--- PAGE EXTRACT ---
Monday, August 15, 2011

Haruki Murakami, What I Talk About When I Talk About Running (2009)... but more like, why I run



Recently, a friend visiting from Japan brought me a small gift as a token of our friendship – as the Japanese do. She brought me a book from her own collection, Haruki Murakami’s What I Talk About When I talk about Running: A Memoir. Immersed as I am this summer in the writing of a memoir of sorts, and as someone who has run five to six times a week for the past 15 years, I myself couldn’t have chosen a better gift for me.
--- MATERIAL ---
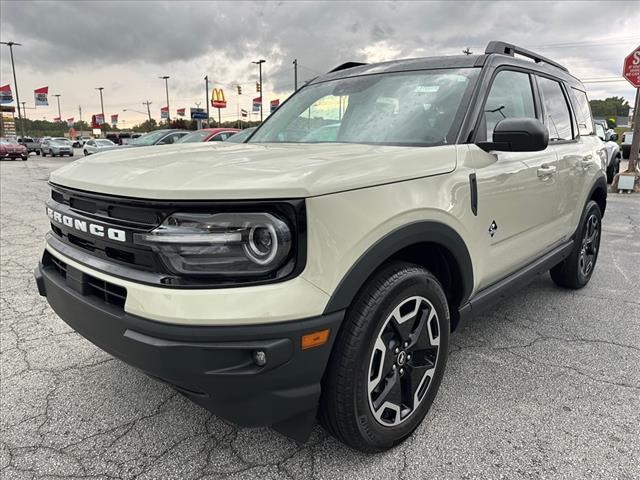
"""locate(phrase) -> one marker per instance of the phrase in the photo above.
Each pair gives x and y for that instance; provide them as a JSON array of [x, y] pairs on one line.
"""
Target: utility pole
[[259, 63], [295, 74], [166, 86], [15, 81], [101, 105], [206, 98], [57, 95], [148, 103]]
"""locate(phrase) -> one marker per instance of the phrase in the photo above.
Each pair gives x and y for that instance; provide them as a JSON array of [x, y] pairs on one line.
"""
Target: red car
[[209, 135], [10, 148]]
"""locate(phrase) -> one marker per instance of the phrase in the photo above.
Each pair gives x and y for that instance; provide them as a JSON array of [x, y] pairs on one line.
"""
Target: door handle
[[546, 171]]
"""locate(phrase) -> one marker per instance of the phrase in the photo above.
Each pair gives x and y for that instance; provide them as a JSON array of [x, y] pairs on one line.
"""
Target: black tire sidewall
[[413, 284]]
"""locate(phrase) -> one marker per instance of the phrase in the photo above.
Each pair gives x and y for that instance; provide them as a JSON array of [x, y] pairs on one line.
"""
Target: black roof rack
[[504, 48], [344, 66]]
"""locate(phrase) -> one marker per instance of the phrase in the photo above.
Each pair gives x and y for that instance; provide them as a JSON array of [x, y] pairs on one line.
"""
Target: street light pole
[[166, 86], [57, 95], [259, 63], [101, 105], [15, 81], [295, 74], [206, 98]]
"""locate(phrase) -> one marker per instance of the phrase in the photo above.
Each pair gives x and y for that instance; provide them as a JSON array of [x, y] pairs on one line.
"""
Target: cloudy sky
[[75, 46]]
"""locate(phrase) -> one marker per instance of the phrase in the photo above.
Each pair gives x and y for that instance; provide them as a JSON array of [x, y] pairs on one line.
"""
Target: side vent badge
[[492, 228]]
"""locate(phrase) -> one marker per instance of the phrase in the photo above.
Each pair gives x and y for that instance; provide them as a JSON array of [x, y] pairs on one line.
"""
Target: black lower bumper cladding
[[253, 375]]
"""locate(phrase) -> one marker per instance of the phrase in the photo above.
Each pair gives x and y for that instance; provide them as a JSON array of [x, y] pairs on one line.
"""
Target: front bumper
[[215, 366]]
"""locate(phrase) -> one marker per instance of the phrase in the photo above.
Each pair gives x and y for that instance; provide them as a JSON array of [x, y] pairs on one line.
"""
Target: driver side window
[[510, 96]]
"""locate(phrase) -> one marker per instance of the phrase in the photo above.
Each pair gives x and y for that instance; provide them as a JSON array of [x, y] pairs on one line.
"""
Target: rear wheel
[[388, 360], [576, 270]]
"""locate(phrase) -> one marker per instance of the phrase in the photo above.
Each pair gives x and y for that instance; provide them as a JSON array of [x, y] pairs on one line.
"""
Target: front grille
[[87, 285]]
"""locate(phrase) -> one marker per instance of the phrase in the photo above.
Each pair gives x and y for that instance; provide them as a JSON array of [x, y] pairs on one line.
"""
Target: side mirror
[[518, 135]]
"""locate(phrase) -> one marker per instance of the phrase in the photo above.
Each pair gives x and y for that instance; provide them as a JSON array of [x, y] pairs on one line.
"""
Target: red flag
[[40, 95]]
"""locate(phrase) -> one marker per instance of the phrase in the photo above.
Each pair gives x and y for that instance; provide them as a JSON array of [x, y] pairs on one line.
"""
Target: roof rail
[[344, 66], [504, 48]]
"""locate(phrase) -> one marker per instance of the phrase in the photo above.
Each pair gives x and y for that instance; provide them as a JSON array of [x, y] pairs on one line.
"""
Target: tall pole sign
[[631, 71]]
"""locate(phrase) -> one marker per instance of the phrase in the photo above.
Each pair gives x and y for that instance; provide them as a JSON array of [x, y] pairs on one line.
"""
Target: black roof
[[496, 53]]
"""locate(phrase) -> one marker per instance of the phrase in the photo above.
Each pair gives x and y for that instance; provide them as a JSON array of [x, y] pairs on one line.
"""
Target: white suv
[[321, 265]]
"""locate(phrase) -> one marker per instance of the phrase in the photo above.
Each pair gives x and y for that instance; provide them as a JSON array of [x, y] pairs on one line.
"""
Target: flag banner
[[217, 98], [5, 94], [257, 103], [40, 95]]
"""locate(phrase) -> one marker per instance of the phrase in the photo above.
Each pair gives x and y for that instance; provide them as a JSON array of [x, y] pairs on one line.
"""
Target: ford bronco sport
[[296, 275]]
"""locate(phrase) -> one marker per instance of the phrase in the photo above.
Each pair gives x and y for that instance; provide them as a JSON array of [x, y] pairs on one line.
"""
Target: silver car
[[56, 146]]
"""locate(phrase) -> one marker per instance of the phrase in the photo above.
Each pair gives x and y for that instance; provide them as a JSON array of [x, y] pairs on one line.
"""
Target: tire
[[575, 271], [370, 357]]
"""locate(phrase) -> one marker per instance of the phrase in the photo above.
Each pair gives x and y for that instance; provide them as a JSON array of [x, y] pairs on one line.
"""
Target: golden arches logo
[[217, 98]]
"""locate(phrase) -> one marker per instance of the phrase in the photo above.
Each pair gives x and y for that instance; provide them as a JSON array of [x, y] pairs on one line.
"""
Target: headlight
[[227, 244]]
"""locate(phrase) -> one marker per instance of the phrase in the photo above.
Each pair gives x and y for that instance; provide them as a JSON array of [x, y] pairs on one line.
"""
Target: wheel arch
[[434, 245]]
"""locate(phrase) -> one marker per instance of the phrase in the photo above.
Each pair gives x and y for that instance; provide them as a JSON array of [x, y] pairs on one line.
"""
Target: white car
[[98, 145]]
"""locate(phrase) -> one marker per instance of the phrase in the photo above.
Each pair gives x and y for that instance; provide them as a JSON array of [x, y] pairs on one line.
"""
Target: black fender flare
[[391, 244]]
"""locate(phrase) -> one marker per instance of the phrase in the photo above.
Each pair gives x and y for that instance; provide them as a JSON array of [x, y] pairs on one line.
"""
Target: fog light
[[260, 358]]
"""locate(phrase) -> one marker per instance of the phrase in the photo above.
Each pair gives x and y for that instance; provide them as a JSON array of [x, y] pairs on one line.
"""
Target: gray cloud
[[191, 39]]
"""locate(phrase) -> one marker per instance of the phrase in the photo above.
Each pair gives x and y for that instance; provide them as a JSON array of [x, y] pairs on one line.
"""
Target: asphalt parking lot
[[547, 385]]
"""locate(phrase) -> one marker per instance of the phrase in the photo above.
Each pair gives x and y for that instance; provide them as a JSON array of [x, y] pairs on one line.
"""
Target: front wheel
[[575, 271], [388, 360]]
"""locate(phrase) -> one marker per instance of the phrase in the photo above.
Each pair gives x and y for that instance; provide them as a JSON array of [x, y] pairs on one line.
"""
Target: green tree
[[610, 107]]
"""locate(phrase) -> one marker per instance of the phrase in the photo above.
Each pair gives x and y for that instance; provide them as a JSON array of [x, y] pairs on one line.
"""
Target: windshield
[[194, 137], [241, 136], [149, 138], [408, 108]]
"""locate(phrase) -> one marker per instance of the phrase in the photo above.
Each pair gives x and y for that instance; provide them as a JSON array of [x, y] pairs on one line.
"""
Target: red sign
[[631, 70]]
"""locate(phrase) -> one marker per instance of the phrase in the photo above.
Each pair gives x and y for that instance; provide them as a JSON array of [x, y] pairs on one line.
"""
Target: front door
[[517, 191]]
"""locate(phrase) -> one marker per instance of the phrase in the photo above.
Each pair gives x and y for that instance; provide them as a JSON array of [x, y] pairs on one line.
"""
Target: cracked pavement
[[546, 385]]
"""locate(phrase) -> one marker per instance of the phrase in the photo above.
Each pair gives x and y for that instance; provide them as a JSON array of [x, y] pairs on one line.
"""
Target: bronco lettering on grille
[[87, 227]]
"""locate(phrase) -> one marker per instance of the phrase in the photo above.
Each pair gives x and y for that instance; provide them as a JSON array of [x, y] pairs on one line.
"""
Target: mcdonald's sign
[[217, 98]]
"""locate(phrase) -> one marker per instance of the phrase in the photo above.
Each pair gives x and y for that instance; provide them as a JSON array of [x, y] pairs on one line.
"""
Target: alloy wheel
[[403, 361], [590, 243]]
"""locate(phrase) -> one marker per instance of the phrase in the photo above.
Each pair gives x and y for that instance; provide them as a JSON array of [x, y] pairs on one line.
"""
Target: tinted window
[[558, 118], [583, 112], [510, 96]]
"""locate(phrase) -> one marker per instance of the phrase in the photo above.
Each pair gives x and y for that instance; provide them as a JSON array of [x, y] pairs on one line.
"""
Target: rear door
[[517, 191]]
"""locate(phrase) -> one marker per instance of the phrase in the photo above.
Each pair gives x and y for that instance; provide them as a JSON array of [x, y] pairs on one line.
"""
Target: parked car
[[98, 145], [10, 148], [55, 147], [31, 144], [275, 282], [609, 137], [157, 137], [209, 135], [627, 139], [242, 135]]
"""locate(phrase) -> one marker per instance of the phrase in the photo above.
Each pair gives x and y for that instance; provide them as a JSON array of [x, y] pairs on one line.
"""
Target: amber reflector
[[315, 339]]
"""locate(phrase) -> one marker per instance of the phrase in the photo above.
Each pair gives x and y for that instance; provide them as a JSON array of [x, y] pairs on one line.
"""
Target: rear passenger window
[[583, 112], [510, 97], [558, 118]]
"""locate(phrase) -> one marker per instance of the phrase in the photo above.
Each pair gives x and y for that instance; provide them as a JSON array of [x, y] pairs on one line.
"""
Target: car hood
[[244, 171]]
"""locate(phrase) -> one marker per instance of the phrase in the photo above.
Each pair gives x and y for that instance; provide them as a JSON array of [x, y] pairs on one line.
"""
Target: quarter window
[[558, 118], [510, 96], [583, 112]]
---
- [WHAT YOU NEED TO DO]: Using the blog post about Murakami's running memoir, mark each statement yes or no and back each one with the exact words of the post that settle it. (a) The friend who gave the gift was visiting from Japan. (b) The friend bought the book new for the occasion. (c) The writer has run five to six times a week for the past ten years.

- [WRITTEN RESPONSE]:
(a) Yes: "a friend visiting from Japan brought me a small gift"
(b) No: "She brought me a book from her own collection"
(c) No: "has run five to six times a week for the past 15 years"